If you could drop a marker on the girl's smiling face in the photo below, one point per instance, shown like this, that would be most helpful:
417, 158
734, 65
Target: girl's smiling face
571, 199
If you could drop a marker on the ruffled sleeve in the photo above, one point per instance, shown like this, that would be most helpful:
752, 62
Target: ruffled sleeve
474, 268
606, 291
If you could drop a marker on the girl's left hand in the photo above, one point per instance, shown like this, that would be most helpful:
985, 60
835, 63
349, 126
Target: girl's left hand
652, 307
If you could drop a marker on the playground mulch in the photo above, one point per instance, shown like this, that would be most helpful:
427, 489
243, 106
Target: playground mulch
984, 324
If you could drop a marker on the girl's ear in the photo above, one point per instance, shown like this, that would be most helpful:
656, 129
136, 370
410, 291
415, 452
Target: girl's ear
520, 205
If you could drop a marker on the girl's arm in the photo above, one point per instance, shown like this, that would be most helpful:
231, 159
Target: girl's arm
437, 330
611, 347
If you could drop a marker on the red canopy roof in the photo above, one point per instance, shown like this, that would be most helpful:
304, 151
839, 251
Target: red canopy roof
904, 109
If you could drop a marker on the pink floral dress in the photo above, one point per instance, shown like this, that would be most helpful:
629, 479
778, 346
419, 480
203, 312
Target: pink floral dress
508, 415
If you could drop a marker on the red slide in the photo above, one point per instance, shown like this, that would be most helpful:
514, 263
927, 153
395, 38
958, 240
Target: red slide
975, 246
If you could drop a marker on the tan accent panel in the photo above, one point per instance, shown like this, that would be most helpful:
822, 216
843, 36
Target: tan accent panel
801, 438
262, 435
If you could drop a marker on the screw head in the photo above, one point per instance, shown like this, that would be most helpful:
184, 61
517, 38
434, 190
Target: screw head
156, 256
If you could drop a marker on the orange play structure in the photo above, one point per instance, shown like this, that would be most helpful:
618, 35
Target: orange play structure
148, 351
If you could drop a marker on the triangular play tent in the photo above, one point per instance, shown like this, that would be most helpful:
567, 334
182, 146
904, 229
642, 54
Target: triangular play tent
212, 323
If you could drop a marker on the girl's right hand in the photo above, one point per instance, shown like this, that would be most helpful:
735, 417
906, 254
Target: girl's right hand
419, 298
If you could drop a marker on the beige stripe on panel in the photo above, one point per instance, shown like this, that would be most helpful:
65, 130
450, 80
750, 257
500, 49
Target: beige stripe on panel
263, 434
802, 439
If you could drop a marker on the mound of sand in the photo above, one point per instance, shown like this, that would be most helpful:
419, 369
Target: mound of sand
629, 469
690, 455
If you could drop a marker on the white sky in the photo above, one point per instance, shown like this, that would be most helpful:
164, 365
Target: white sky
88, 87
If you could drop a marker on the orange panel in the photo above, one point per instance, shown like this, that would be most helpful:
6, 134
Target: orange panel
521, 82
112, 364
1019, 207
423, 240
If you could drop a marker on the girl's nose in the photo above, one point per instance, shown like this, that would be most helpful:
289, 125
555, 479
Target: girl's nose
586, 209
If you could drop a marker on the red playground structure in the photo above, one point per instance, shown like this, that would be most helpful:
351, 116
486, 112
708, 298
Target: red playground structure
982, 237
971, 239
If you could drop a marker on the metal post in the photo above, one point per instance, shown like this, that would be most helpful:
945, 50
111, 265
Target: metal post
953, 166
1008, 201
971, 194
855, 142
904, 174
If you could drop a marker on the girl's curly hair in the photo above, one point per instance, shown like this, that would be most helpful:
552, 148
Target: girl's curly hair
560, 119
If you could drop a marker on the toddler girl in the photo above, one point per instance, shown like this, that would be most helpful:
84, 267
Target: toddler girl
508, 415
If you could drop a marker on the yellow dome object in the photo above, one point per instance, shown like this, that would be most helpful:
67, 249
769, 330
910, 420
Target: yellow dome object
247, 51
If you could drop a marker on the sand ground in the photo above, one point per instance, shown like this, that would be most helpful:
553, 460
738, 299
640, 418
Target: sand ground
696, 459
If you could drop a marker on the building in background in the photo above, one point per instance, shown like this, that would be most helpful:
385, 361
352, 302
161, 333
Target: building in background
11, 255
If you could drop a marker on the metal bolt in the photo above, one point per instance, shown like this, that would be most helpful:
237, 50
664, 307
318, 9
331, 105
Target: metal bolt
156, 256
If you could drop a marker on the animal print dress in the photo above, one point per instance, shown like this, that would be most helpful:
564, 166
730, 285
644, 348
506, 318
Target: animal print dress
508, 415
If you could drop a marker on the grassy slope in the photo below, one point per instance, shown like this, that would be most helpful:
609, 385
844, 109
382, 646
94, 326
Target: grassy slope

○ ○ ○ ○

#### [Problem to solve]
In this exercise, you retype all of the data exactly as it appears above.

#### [Output for this task]
If you could drop a marker on the girl's smiling face in the photo below, one point per instance, shown like this, that would be most helpful:
417, 158
734, 65
Target: girl's smiling face
571, 199
If you could drop a marker on the ruffled sleeve in the photo above, one point per instance, shown like this, that would be most helpful:
752, 62
Target: ruffled sleeve
474, 268
606, 291
If you could drop a marker on the girl's left hand in the photo above, one point per instance, shown like this, that would be most helpful:
985, 60
835, 63
349, 126
Target: girl's left hand
652, 307
If you could drop a marker on the playground mulch in the photo above, one point per instance, shown like this, that would be most helpful:
427, 489
243, 106
Target: playground mulch
984, 324
If you could drop a marker on the girl's ear in the photo above, one point per instance, shown like this, that would be most helpful:
656, 129
136, 370
410, 291
415, 452
Target: girl's ear
520, 205
If you could drop a marker on the girl's arm in the photo above, one point per instance, shown like this, that would be most helpful:
231, 159
Target: girl's arm
437, 330
611, 347
If you could drop a marker on the red canopy roof in the photo above, one point per instance, shown like this, that would be most helpful:
304, 151
839, 251
Target: red canopy roof
904, 109
If you could drop a marker on the pink floral dress in the photo above, one point per instance, shown like this, that would be most helpful:
629, 479
778, 346
419, 480
203, 312
Target: pink floral dress
508, 415
If you could drop a marker on the red slide in the photo above, one point per instance, shown like this, that would be most helpful:
514, 263
927, 153
395, 38
958, 240
Target: red slide
975, 246
If you could drop a marker on the tan accent panel in the photo above, one point per instance, shown like this, that would be most helpful:
822, 216
843, 36
Target: tan accent panel
801, 438
262, 435
If you could drop a marker on the screw head in the photo above, one point per instance, shown like this, that would be most helpful:
184, 61
517, 38
434, 190
Target: screw head
156, 256
If you could drop a marker on the orange play structure in the photo above, one point per instance, shown like this, that would be most helpful:
618, 35
Target: orange play structure
148, 351
If you could drop a marker on the triangular play tent in the photo above, one point per instance, shown like this, that would be most helpful:
567, 334
182, 146
904, 229
642, 54
Target: triangular play tent
212, 323
If you could drop a marker on the girl's right hand in the photo above, one point per instance, shown like this, that would be most helpful:
735, 417
906, 254
Target: girl's right hand
419, 298
If you could drop a marker on the beige stripe on panel in the photo above, one point per instance, shown like this, that would be most helpful:
65, 130
450, 80
750, 257
500, 49
Target: beige stripe on panel
263, 434
802, 439
If you could drop a marker on the mound of sand in the photo above, one point per instance, shown like this, that would be most helpful:
419, 369
Target: mound of sand
629, 469
690, 455
If you could drop a marker on the white sky in the photo above, one point per instance, shown like this, that would be most helpful:
164, 365
Target: white sky
88, 87
If you could drop a marker on the orange panel in the photo above, one point per instance, shown like this, that would be most helpful:
6, 134
Target: orange panel
521, 82
112, 364
1019, 207
423, 240
If you could drop a marker on the girl's nose in the photo above, one point per instance, shown like this, that would be most helpful:
289, 125
555, 479
Target: girl's nose
586, 209
If you could drop a marker on the red playground structure in the photo above, one point per instance, shown like this, that would be most helpful:
351, 116
486, 112
708, 298
Target: red playground structure
982, 237
971, 239
If you could drop a marker on the metal post in the photo above, one point per instance, shown like this, that would be most helpful:
945, 50
111, 265
Target: metal post
953, 166
1008, 201
971, 194
855, 142
904, 174
If you could drop a marker on the girl's curly hair in the photo above, one point per instance, shown like this, that would be most helpful:
552, 148
Target: girl's curly hair
560, 119
If you could drop a marker on the toddler girl in the photo above, one point per instance, shown like this, that would be most helpful:
84, 267
Target: toddler girl
508, 415
If you could drop a marker on the yellow dome object in the photo above, one point per instance, shown like this, that would be most helpful:
67, 249
769, 330
910, 420
Target: yellow dome object
247, 51
If you could drop a marker on the sand ground in the photo above, one point per instance, shown like this, that would be most helpful:
553, 460
738, 299
640, 418
Target: sand ground
696, 459
If you could drop a marker on the building in background in the photo above, one point per instance, shown like this, that would be most helpful:
385, 361
352, 302
161, 333
Target: building in background
11, 255
If you could drop a marker on the metal bolt in the photo above, one point per instance, shown like this, that would be most helpful:
237, 50
664, 307
318, 9
331, 105
Target: metal bolt
156, 256
If you could drop a marker on the animal print dress in the photo above, one point per instance, shown like this, that would be most helpful:
564, 166
730, 285
644, 348
506, 318
Target: animal print dress
508, 415
If you could drop a marker on the grassy slope in the photo below, one point per instance, shown like this, that would be most helpful:
609, 385
844, 109
382, 646
94, 326
Target: grassy slope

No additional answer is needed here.